*Erforderliche Schritte*:
A: Gib aus dem Text über Jade unten den Abschnitt wortgetreu wieder, beginnend mit "Im Altertum rechnete" und weiter bis einschließlich "Aufwand sicher nicht.".
B: Warum sollte man sich laut dem Text über Jade beim Kauf eines wirklich teuren Stücks auf der Quittung bestätigen lassen, dass es echte Jade ist? Antworte in ein bis drei Sätzen.

*Ausgelesener Text*:
------------------------------------

Im Altertum rechnete man auch grünen Jaspis zu den Grünsteinen. Jaspis, ein Silicium Oxid das wesentlich leichter in die gewünschte Form zu bringen ist. Heute werden Fälschungen angeboten aus gefärbtem Marmor, Serpentin, Aventurin, Chrysopras, Rhodonit oder einfach aus Glas. Man ist also gut beraten, wenn man ein wirklich teures Stück erwirbt, sich auf der Kaufquittung versichern zu lassen, dass es sich um echte Jade handelt, so dass man den Kaufpreis reklamieren kann, wenn es sich als Fälschung herausstellt. Bei Groschenartikeln, wie man sie in vielen Steinläden und auf Flohmärkten findet, lohnt sich dieser Aufwand sicher nicht.
In der Antike war ‘Grünstein’ sehr beliebt. Er wurde von den Ägyptern, den Griechen und später den Römern abgebaut. Plinius der Ältere, General und Naturforscher, beschreibt ihn in seinen Steinbüchern so:
“Im Morgenland soll man den Jaspis, welcher dem Smaragd ähnlich ist, und der mitten querdurch mit einer weißen Linie gezeichnet ist, auch Monogrammos heißt, oder wenn er mehrere solcher Linien enthält und dann ‘der Vielbeschriebene’ heißt, als Amulett tragen.”
Die Stämme Israels lernten ihn wahrscheinlich in der ägyptischen Gefangenschaft kennen. Anschließend trug der Hohepriester der Juden in seinem Brustschild einen als ‘Jaspis’ bezeichneten Stein, der wahrscheinlich Nephrit war. Für das wichtige Ritual der Knabenbeschneidung wurden Messer aus Nephrit verwendet. In Persien wurde dieses Mineral als yeschem bezeichnet – Sprachforscher machen daraus den ‘hebräischen Jaspis’. Im alten Assyrien galt der Nephrit als geburtsfördernder Stein. Eine Keilschrift von Ischtars Höllenfahrt erwähnt einen Gebärgürtel aus Nephrit. Man kann sich allerdings auf die Übersetzungen nicht unbedingt verlassen, weil es im Altertum mit den Bezeichnungen und Einordnungen für Steine und Minerale bunt durcheinander ging. Die Wertschätzung für milchig-grüne Steine war allerdings bei allen Völkern der Frühzeit hoch, viel höher als die für alle Edelsteine, die im Westen heute Frauenherzen und Kapital in Bewegung setzen.

------------------------------------

*Angezeigte Daten*:
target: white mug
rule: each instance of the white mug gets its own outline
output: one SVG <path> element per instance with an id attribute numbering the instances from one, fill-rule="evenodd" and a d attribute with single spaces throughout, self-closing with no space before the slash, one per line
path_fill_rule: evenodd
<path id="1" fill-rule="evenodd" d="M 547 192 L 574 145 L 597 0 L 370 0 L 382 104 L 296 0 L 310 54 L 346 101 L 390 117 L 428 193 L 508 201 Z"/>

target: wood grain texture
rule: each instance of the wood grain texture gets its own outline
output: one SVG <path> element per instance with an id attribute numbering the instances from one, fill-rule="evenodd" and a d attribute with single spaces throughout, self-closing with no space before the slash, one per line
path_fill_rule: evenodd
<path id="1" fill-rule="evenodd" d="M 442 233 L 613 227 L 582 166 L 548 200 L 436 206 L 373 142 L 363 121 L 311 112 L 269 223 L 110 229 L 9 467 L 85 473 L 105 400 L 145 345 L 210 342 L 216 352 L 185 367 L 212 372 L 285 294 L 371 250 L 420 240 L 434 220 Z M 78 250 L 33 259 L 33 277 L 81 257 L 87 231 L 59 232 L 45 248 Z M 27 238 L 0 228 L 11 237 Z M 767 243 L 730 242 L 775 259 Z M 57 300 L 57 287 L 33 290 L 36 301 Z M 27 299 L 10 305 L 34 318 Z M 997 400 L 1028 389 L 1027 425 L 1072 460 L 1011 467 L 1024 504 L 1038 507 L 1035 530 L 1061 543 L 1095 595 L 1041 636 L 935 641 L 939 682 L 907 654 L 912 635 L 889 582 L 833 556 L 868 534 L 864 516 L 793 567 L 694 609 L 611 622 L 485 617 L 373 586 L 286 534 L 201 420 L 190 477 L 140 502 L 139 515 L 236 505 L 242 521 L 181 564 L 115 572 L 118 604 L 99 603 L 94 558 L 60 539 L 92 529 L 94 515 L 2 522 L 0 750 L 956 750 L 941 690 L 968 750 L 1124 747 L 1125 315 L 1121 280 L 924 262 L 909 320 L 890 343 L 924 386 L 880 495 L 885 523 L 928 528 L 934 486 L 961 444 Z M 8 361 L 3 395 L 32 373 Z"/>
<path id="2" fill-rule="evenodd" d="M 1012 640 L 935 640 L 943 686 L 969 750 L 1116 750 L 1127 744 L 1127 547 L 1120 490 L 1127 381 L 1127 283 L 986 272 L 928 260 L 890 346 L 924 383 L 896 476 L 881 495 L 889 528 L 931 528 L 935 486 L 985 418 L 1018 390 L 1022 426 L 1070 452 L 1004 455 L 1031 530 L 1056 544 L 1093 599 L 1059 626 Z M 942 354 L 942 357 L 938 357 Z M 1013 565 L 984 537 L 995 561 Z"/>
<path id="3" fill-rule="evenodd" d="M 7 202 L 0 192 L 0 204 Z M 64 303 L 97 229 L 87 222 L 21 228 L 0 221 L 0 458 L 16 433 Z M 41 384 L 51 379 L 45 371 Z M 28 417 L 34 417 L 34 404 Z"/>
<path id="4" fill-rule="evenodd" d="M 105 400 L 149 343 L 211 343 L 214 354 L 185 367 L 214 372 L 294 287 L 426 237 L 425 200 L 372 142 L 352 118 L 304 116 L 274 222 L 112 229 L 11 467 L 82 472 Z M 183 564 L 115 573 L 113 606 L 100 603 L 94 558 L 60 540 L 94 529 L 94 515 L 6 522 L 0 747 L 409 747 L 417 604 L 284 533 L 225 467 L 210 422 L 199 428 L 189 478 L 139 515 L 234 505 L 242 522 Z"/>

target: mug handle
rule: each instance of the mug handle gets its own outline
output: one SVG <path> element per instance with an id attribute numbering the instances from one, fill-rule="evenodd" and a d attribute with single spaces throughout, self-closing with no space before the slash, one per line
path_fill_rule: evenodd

------------------------------------

*Ergebnisse je Aufgabe*:
A:
Im Altertum rechnete man auch grünen Jaspis zu den Grünsteinen. Jaspis, ein Silicium Oxid das wesentlich leichter in die gewünschte Form zu bringen ist. Heute werden Fälschungen angeboten aus gefärbtem Marmor, Serpentin, Aventurin, Chrysopras, Rhodonit oder einfach aus Glas. Man ist also gut beraten, wenn man ein wirklich teures Stück erwirbt, sich auf der Kaufquittung versichern zu lassen, dass es sich um echte Jade handelt, so dass man den Kaufpreis reklamieren kann, wenn es sich als Fälschung herausstellt. Bei Groschenartikeln, wie man sie in vielen Steinläden und auf Flohmärkten findet, lohnt sich dieser Aufwand sicher nicht.

B: So kann man den Kaufpreis reklamieren, wenn sich das Stück als Fälschung herausstellt. Angeboten werden nämlich Fälschungen aus gefärbtem Marmor, Serpentin, Aventurin, Chrysopras, Rhodonit oder einfach aus Glas.